Start Task input

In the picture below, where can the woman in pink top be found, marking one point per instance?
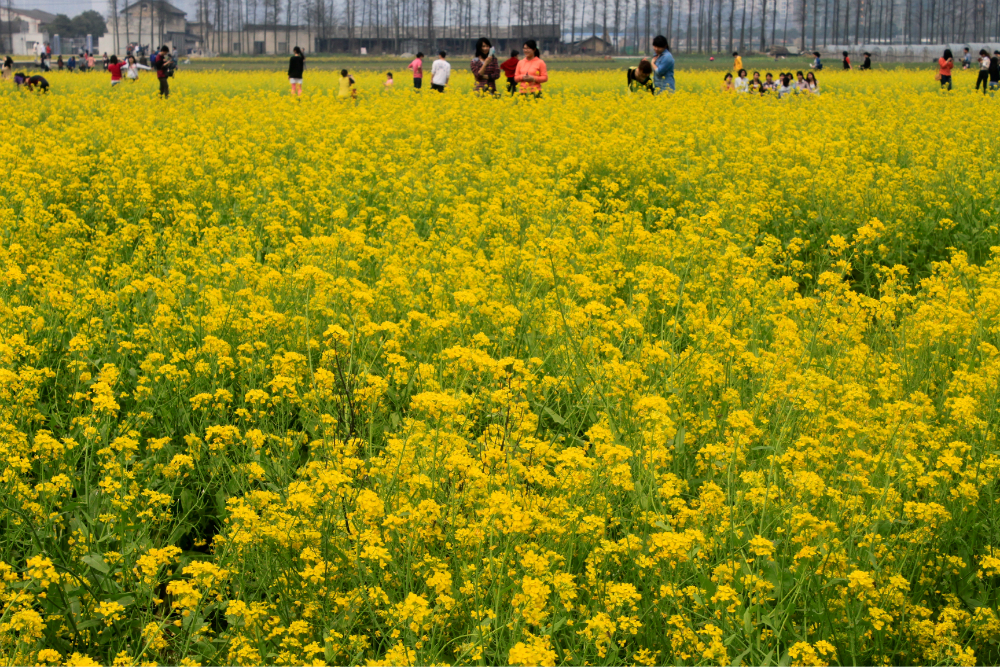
(945, 63)
(418, 70)
(531, 72)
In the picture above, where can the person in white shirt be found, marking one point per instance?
(440, 72)
(741, 83)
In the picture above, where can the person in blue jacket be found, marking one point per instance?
(663, 65)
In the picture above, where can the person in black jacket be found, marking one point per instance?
(994, 71)
(164, 68)
(296, 64)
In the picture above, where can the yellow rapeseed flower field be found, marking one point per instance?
(594, 379)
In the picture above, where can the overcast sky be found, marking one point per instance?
(73, 7)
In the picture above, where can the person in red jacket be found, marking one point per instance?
(509, 68)
(115, 68)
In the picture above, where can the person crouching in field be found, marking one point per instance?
(31, 82)
(132, 69)
(296, 65)
(640, 78)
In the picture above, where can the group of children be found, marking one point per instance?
(784, 86)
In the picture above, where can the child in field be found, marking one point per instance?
(417, 67)
(741, 84)
(115, 68)
(640, 77)
(347, 88)
(812, 85)
(800, 83)
(132, 69)
(945, 64)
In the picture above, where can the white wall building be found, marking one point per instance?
(28, 35)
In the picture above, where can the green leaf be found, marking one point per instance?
(96, 562)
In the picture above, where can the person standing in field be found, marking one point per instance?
(115, 68)
(347, 88)
(509, 68)
(485, 68)
(440, 72)
(531, 72)
(984, 69)
(945, 64)
(812, 85)
(742, 84)
(132, 69)
(296, 66)
(663, 65)
(417, 67)
(163, 71)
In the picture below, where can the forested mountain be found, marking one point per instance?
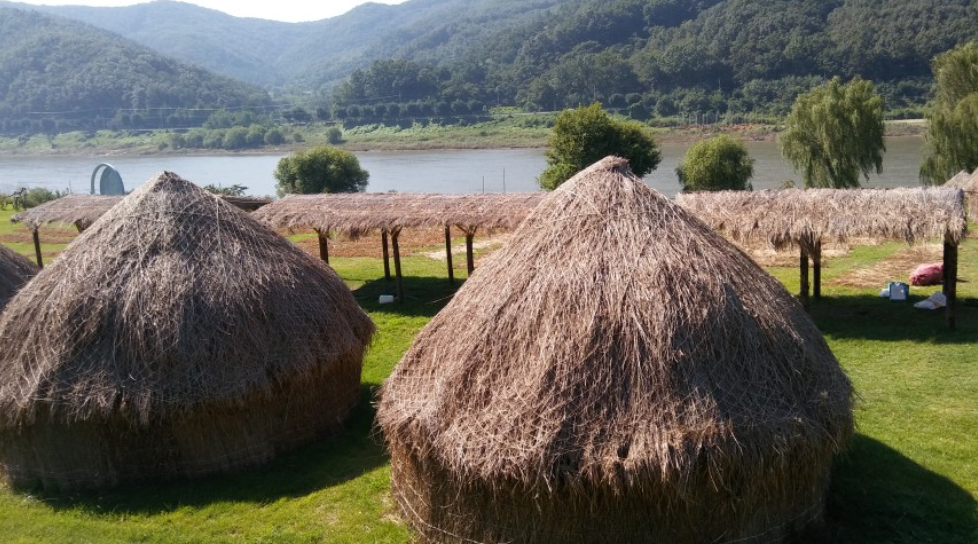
(643, 57)
(274, 53)
(57, 74)
(663, 57)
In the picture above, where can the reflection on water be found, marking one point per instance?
(415, 171)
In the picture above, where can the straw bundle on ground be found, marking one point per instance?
(619, 373)
(15, 271)
(175, 337)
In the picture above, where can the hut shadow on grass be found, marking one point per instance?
(880, 496)
(322, 464)
(423, 296)
(870, 317)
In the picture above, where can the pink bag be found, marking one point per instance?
(928, 274)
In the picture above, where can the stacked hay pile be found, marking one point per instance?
(175, 337)
(15, 271)
(619, 373)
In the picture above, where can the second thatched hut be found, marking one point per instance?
(175, 337)
(15, 271)
(619, 373)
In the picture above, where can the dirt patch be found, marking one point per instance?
(896, 267)
(51, 235)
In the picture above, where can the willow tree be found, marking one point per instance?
(835, 133)
(951, 143)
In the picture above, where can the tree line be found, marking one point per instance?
(647, 58)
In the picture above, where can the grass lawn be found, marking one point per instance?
(910, 476)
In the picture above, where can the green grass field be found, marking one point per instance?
(910, 475)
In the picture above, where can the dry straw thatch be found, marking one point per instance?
(175, 337)
(360, 213)
(83, 210)
(15, 271)
(619, 373)
(969, 184)
(787, 217)
(78, 210)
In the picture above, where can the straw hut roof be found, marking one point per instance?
(618, 373)
(83, 210)
(15, 271)
(78, 210)
(969, 184)
(787, 217)
(359, 213)
(176, 336)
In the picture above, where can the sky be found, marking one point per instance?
(292, 11)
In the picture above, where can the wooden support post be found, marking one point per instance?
(950, 283)
(323, 246)
(387, 259)
(817, 270)
(469, 254)
(37, 249)
(397, 265)
(803, 265)
(448, 253)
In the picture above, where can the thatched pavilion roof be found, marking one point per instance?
(78, 210)
(796, 216)
(359, 213)
(176, 336)
(83, 210)
(15, 271)
(618, 373)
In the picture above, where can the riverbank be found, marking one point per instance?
(514, 132)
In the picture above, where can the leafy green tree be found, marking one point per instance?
(834, 133)
(588, 134)
(718, 164)
(952, 130)
(322, 169)
(274, 137)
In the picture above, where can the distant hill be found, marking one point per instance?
(58, 74)
(662, 57)
(272, 53)
(641, 57)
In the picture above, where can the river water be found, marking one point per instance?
(465, 171)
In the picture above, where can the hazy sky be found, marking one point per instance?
(279, 10)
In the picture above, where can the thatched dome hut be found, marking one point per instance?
(619, 373)
(15, 271)
(175, 337)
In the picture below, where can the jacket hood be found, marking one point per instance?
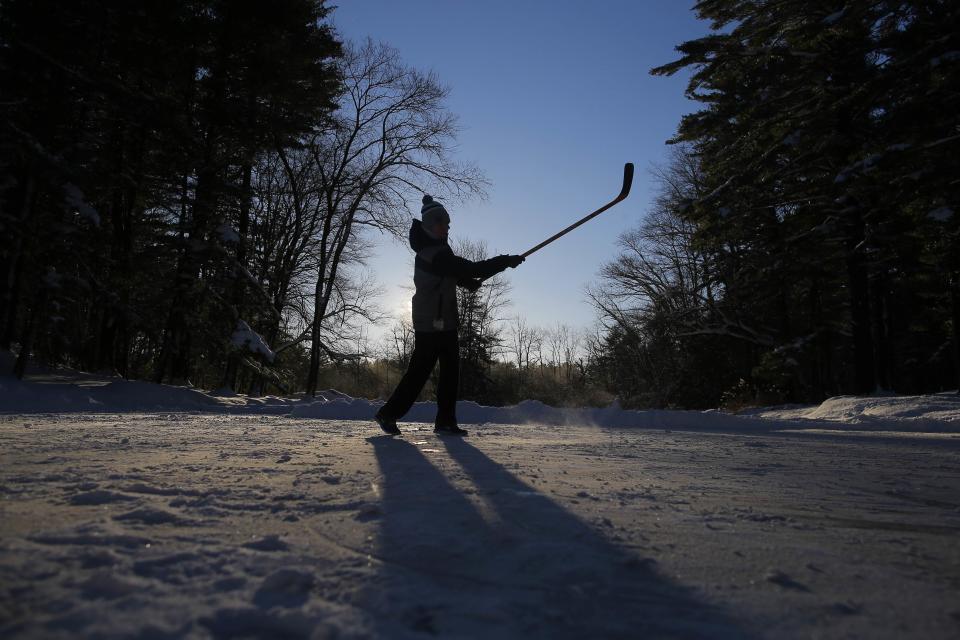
(419, 239)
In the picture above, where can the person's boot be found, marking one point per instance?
(449, 429)
(388, 424)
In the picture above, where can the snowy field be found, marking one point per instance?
(130, 510)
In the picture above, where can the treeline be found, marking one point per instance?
(186, 188)
(806, 241)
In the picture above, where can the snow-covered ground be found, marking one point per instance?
(131, 510)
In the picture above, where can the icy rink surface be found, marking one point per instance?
(198, 525)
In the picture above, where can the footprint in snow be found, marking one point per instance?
(782, 579)
(99, 497)
(268, 543)
(286, 587)
(149, 515)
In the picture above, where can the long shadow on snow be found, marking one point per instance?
(509, 562)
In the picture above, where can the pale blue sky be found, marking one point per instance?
(553, 98)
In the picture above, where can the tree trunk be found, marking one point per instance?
(13, 263)
(955, 303)
(859, 286)
(239, 284)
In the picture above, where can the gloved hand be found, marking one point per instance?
(470, 284)
(514, 261)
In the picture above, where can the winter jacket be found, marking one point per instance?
(436, 274)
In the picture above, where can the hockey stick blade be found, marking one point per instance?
(624, 192)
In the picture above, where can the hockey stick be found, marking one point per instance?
(624, 192)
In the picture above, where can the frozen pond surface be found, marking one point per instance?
(187, 525)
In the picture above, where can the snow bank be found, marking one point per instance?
(936, 412)
(68, 391)
(535, 412)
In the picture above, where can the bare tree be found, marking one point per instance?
(525, 340)
(389, 142)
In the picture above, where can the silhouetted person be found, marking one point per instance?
(436, 275)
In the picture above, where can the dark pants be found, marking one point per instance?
(428, 347)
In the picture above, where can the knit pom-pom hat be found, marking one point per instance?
(432, 212)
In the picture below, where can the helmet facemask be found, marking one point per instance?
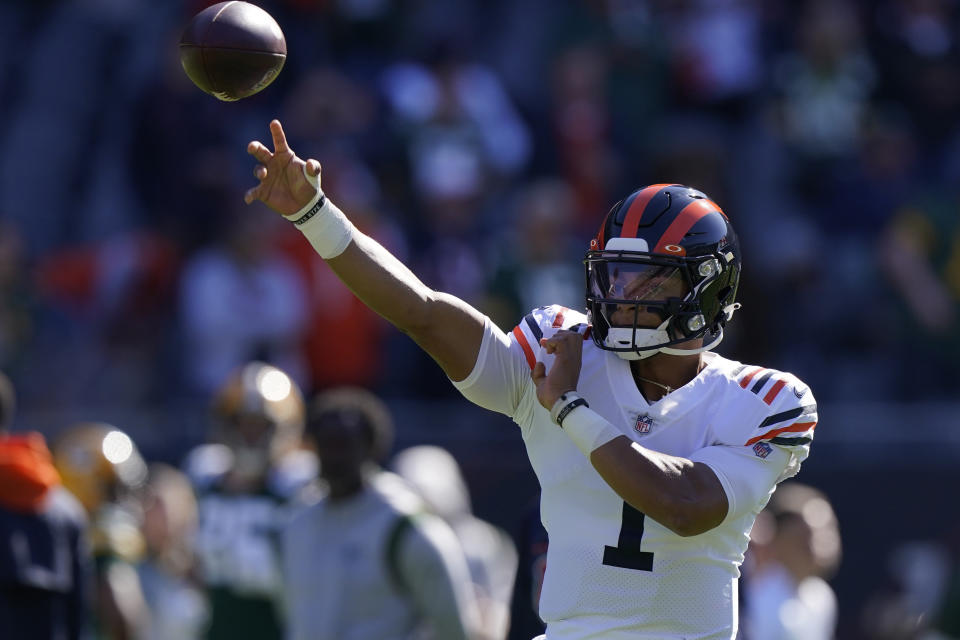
(641, 303)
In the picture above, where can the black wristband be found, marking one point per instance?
(576, 402)
(314, 210)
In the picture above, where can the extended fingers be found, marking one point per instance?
(279, 138)
(259, 151)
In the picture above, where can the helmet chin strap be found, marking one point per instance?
(620, 337)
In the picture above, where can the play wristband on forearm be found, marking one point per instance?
(323, 224)
(587, 428)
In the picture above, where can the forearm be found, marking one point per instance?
(682, 495)
(447, 328)
(384, 284)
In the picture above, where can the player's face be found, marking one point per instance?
(342, 450)
(650, 283)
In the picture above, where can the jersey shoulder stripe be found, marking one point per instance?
(805, 428)
(765, 383)
(546, 321)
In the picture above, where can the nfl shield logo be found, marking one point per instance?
(643, 424)
(762, 449)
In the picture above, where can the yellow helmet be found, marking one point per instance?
(261, 408)
(98, 463)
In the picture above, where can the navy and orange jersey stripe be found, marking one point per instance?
(524, 342)
(765, 383)
(791, 427)
(529, 331)
(797, 423)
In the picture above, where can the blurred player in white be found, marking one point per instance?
(491, 553)
(246, 481)
(654, 454)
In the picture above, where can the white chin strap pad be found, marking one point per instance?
(621, 337)
(624, 338)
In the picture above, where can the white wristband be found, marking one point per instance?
(323, 224)
(588, 429)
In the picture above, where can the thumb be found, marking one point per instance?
(539, 373)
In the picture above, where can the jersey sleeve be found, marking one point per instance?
(503, 367)
(762, 443)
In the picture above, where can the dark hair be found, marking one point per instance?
(354, 406)
(8, 402)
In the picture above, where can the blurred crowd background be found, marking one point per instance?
(482, 141)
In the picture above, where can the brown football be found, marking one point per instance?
(232, 50)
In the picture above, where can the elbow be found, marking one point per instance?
(688, 518)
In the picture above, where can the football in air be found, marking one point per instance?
(232, 50)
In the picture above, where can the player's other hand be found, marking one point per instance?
(567, 348)
(283, 187)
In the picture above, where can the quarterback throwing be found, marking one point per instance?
(653, 453)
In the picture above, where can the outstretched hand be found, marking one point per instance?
(283, 186)
(567, 347)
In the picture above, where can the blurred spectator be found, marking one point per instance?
(366, 559)
(918, 49)
(582, 130)
(245, 481)
(17, 299)
(536, 257)
(491, 553)
(240, 301)
(920, 256)
(796, 546)
(178, 608)
(44, 562)
(102, 466)
(109, 303)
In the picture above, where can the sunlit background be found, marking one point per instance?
(482, 141)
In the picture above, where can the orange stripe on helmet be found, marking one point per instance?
(684, 222)
(632, 220)
(718, 209)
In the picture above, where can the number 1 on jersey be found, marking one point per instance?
(627, 553)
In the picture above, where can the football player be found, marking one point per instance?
(366, 558)
(102, 466)
(245, 482)
(653, 453)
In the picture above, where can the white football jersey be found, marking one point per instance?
(613, 573)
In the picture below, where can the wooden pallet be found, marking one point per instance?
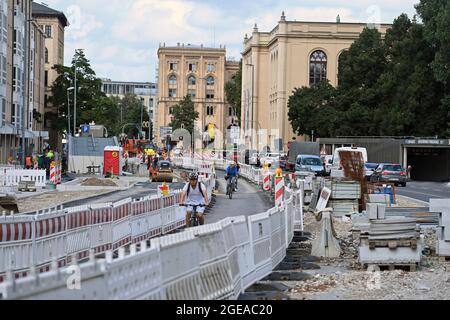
(392, 244)
(411, 267)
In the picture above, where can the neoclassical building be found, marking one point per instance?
(292, 55)
(201, 73)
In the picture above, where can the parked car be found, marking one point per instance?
(254, 160)
(393, 173)
(328, 163)
(271, 159)
(370, 170)
(164, 172)
(283, 162)
(310, 163)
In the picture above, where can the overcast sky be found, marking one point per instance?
(121, 37)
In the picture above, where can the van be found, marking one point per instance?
(337, 171)
(310, 163)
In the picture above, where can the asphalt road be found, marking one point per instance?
(140, 190)
(247, 201)
(424, 191)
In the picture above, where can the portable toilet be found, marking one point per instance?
(112, 161)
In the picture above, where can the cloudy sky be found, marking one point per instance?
(121, 37)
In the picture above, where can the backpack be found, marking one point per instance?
(200, 188)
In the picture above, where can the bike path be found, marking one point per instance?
(247, 201)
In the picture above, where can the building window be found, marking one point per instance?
(192, 81)
(173, 66)
(172, 80)
(48, 31)
(192, 67)
(210, 111)
(192, 94)
(318, 67)
(210, 81)
(172, 93)
(210, 94)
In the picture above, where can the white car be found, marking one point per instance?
(271, 159)
(254, 159)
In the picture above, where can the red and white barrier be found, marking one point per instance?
(279, 192)
(266, 185)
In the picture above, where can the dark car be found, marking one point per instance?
(393, 173)
(283, 162)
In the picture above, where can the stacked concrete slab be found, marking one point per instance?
(388, 241)
(443, 231)
(345, 196)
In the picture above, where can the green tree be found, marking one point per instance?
(233, 92)
(311, 109)
(131, 109)
(184, 115)
(436, 16)
(89, 95)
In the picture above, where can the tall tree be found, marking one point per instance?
(310, 109)
(184, 115)
(89, 94)
(132, 110)
(233, 92)
(436, 17)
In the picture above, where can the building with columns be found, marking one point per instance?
(292, 55)
(201, 73)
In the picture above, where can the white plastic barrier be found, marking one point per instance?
(12, 177)
(216, 261)
(70, 234)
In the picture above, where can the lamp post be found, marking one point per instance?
(253, 94)
(68, 111)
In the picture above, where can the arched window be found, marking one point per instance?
(172, 80)
(317, 67)
(210, 81)
(192, 81)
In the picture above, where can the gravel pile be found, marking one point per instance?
(96, 182)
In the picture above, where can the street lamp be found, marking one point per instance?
(68, 110)
(253, 92)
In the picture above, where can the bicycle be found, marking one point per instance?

End Task input

● Written instruction
Rename "gravel pile" to "gravel heap" in the items from the line containing "In the picture above, where can the dark car" through the end of the items. Reproduce those lines with everything else unchanged.

● Full solution
In the picture above, where can the dark car be found, marking one point per instance?
(393, 173)
(283, 162)
In the picture above, where can the stacked concrete slab be found, marking one point per instance?
(388, 241)
(443, 231)
(345, 196)
In the picture above, where can the green tree be found, marking one point per instance?
(233, 92)
(311, 109)
(131, 109)
(184, 115)
(436, 16)
(89, 95)
In the picture above, where can the tall tree be found, marking one point per instance?
(310, 109)
(184, 115)
(89, 94)
(132, 110)
(233, 92)
(436, 17)
In the picture above, where can the building with columns be found, marking one point per instance?
(292, 55)
(201, 73)
In the picture above, where can the white plastic barrier be found, marking one point per instance?
(12, 177)
(216, 261)
(70, 234)
In the picture above, where can the lamp post be found, marking one point per instance?
(253, 94)
(68, 111)
In the picture above, where can the arched window be found, marking one point per instance?
(172, 80)
(317, 67)
(210, 81)
(192, 81)
In the picture above, where can the gravel heap be found, marking one point per instance?
(96, 182)
In the picture above, where can the street lamp be found, marking one point per instance?
(68, 110)
(253, 92)
In the picture above, where can the bicycle be found, marking one point per instance?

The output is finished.